> **Task**:
Convert the rows below into a Markdown table with two columns, Number and Line, giving each line its own number and skipping blank lines. Leave the pictures out of the table.

----- Records

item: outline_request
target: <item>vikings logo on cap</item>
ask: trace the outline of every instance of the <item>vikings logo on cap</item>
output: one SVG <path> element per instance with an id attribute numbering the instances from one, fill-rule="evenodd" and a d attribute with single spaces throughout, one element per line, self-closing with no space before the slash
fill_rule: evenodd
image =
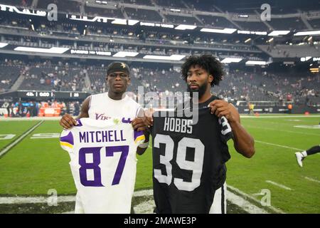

----------

> **Result below**:
| Number | Line |
|---|---|
| 1 | item: outline_request |
| 2 | target: <item>vikings logo on cap</item> |
| 3 | ask: trace the outline of every instance of the <item>vikings logo on cap</item> |
| 4 | output: one SVG <path> element per instance with an id attribute numbering the instances from one, fill-rule="evenodd" and a d attribute with single spaces throughout, one element per line, self-closing with no space before the slash |
| 5 | fill_rule: evenodd |
| 6 | image = |